[MRG+1] ENH Add working_memory global config for chunked operations #10280

jnothman · 2017-12-10T10:27:31Z

We often get issues related to memory consumption and don't deal with them particularly well. Indeed, Scikit-learn should be at home on commodity hardware like developer/researcher laptops.

Some operations can be performed chunked, so that the result is computed in constant (or O(n)) memory relative to some current O(n) (O(n^2)) consumption. Examples include: getting the argmin and min of all pairwise distances (currently done with an ad-hoc parameter to pairwise_distances_argmin_min), calculating silhouette score (#1976), getting nearest neighbors with brute force (#7287), calculating standard deviation of every feature (#5651).

It's not very helpful to provide this "how much constant memory" parameter in each function (because they're often called within nested code), so this PR instead makes a global config parameter of it. The optimisation is then transparent to the user, but still configurable.

At @rth's request, this PR has been cut back. The proposed changes to silhouette and neighbors can be seen here.

This PR (building upon my work with @dalmia) will therefore:

add set_config(working_memory=n_mib)
add pairwise_distances_chunked
make use of the latter in ~~nearest neighbors, silhouette and~~ pairwise_distances_argmin_min
deprecate batch_size in pairwise_distances_argmin_min

and thus:

help towards fixing System freeze on Silhouette scoring #7175, MemoryError from sklearn.metrics.silhouette_samples #10279, [MRG] Block-wise silhouette calculation to avoid memory consumption #7177 (silhouette)
Resolve [MRG] ENH: Added block_size parameter for lesser memory consumption #7979
help towards fixing Batch pairwise_distances in neighbors to reduce memory consumption #7287 (neighbors)
perhaps help towards Euclidean pairwise_distances slower for n_jobs > 1 #8216
provide an interface for fixing Is it possible to reduce StandardScaler.fit() memory consumption? #5651
it looks like there was some suggestion of using this kind of chunking in LMNN (FEAT Large Margin Nearest Neighbor implementation #8602)

TODO:

reverted the comment Resolved merge conflicts

and add comments

Also use threading for parallelism

…hanges

rth · 2018-03-08T21:26:35Z

Regarding the use of assert_allclose [...]

I see. It's fine, it was just a side comment not very critical to this PR...

There is a minor conflict in the what's new.

LGTM.

Now this would need a second review... maybe @lesteve or @qinhanmin2014 ? :)

TomDLT

LGTM

TomDLT · 2018-05-22T15:01:51Z

doc/whats_new/v0.20.rst

+
+- A new configuration parameter, ``working_memory`` was added to control memory
+  consumption limits in chunked operations, such as the new
+  :func:`metrics.pairwise_distances_chunked`.  See :ref:`working_memory`.


You seem to have forgotten the glossary entry.

I think a reference to the User Guide is most relevant in what's new.

I can add a glossary entry, though I'm not sure how it will help beyond the user guide and the config_context docstring.

Fair enough, I just wonder what is the goal of the syntax :ref:, which does not render a link.

■ Your tasks ■
1. Answer these questions about the pull request thread on the working_memory setting:
(a) The PR deprecates the batch_size parameter in which function?
(b) Alongside the set_config option, what new function does the PR add?
(c) Which documentation file does the diff quoted in TomDLT's comment come from?
2. Write a continuation of the pull request thread on the working_memory setting that starts after its last comment.
The items play no part in this work.

[Position identification records]

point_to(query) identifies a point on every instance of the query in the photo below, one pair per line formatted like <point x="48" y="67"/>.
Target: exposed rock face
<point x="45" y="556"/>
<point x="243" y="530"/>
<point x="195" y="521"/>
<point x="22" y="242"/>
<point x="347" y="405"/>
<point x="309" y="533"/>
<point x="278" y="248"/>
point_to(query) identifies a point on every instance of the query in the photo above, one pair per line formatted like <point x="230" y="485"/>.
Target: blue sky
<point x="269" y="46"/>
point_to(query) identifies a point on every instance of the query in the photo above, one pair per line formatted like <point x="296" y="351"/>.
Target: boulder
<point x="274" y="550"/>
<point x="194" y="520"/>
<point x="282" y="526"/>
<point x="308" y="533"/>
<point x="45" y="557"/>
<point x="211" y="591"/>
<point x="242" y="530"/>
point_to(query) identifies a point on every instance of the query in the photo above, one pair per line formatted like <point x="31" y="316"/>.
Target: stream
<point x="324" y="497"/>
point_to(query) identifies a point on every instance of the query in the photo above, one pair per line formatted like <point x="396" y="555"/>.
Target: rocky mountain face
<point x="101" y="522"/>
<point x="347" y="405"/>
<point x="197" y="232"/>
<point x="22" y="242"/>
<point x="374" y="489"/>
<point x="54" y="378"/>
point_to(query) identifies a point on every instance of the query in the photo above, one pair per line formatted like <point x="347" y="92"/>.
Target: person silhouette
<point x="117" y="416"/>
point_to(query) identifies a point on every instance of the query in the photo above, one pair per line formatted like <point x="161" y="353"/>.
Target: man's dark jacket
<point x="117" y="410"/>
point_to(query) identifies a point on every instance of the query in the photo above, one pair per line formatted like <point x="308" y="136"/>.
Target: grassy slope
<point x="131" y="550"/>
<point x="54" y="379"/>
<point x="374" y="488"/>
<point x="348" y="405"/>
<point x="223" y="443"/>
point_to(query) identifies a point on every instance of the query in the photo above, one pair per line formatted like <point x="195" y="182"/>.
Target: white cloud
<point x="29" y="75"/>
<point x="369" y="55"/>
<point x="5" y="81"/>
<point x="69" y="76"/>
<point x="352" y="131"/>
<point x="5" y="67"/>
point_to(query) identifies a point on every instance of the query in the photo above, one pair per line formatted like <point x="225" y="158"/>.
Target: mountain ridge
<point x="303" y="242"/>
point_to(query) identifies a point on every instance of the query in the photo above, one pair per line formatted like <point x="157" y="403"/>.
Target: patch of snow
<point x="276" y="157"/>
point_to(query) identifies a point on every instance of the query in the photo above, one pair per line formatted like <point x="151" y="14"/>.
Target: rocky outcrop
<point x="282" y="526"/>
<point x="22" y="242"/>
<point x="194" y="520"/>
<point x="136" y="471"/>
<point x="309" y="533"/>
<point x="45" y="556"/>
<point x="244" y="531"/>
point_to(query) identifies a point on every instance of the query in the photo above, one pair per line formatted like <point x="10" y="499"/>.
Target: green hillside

■ Answers below ■
1.
(a) pairwise_distances_argmin_min
(b) pairwise_distances_chunked
(c) doc/whats_new/v0.20.rst

2.
Did you mean :func:set_config? Or maybe you need a label in doc/modules/computational_performance.rst?

The latter. A glossary reference would be :term:, not :ref: which references sections.

TomDLT · 2018-05-22T15:06:02Z

sklearn/metrics/pairwise.py

+        ``reduce_func``.
+
+    Examples
+    -------


You need one more dash to have proper rendering.

TomDLT · 2018-05-22T15:21:17Z

sklearn/metrics/tests/test_pairwise.py

+    assert isinstance(S_chunks, GeneratorType)
+    S_chunks = list(S_chunks)
+    assert len(S_chunks) > 1
+    # atol is for diagonal where S is explcitly zeroed on the diagonal


*explicitly

TomDLT · 2018-05-22T15:39:42Z

sklearn/metrics/tests/test_pairwise.py

+    min_block_mib = np.array(X).shape[0] * 8 * 2 ** -20
+
+    for block in blockwise_distances:
+        memory_used = len(block) * 8


You should use memory_used = block.size * 8 to have the correct memory used in the block.

Hmm... indeed!

TomDLT · 2018-05-22T15:42:12Z

sklearn/metrics/tests/test_pairwise.py

+
+    for block in blockwise_distances:
+        memory_used = len(block) * 8
+        assert memory_used <= min(working_memory, min_block_mib) * 2 ** 20


And the min should be a max, shouldn't it?

TomDLT · 2018-05-22T15:44:18Z

sklearn/metrics/tests/test_pairwise.py

+                                     metric='euclidean')
+    # Test small amounts of memory
+    for power in range(-16, 0):
+        check_pairwise_distances_chunked(X, None, working_memory=2 ** power,


This line raises a lot of warnings:
UserWarning: Could not adhere to working_memory config. Currently 0MiB, 1MiB required.
We should silence them as they are expected.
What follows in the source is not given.